**Data extract**

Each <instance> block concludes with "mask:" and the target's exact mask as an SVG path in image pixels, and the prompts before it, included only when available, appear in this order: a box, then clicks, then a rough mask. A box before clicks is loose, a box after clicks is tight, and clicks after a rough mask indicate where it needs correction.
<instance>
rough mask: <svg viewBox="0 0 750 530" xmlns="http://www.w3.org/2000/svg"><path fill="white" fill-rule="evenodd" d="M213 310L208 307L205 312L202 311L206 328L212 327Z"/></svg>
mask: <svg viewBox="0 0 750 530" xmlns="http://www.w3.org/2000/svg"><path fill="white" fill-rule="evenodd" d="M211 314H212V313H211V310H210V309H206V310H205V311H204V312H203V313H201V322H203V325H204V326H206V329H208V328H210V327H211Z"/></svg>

...

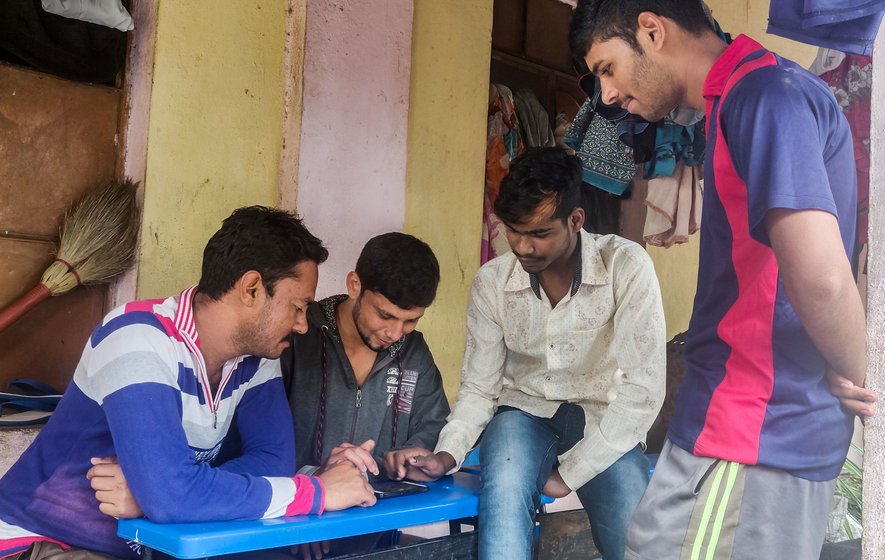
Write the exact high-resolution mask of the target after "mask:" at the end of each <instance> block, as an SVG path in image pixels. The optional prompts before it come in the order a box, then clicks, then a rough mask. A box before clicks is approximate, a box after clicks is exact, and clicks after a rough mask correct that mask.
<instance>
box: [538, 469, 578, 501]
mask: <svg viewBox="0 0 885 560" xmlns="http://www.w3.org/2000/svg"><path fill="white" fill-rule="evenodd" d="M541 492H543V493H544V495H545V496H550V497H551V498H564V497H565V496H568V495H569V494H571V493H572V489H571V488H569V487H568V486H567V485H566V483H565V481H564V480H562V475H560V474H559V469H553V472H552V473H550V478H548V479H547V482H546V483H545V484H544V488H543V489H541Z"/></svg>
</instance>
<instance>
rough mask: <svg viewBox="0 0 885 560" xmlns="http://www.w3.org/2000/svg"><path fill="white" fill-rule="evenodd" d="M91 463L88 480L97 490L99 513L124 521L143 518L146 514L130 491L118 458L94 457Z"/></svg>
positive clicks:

**Work to be completed**
Please echo the items from the line with "Write the exact" up to and including the line with "box: [538, 469, 578, 501]".

**Reply to the exercise**
Write the exact high-resolution mask of the target after "mask:" at the end of each <instance> block, as an SVG path in image pixels. The optional prompts before it come in the order a box, then clicks, then a rough mask. A box before clicks is approximate, a box after clicks is exact, and clicks after a rough mask correct that mask.
<instance>
box: [538, 469, 578, 501]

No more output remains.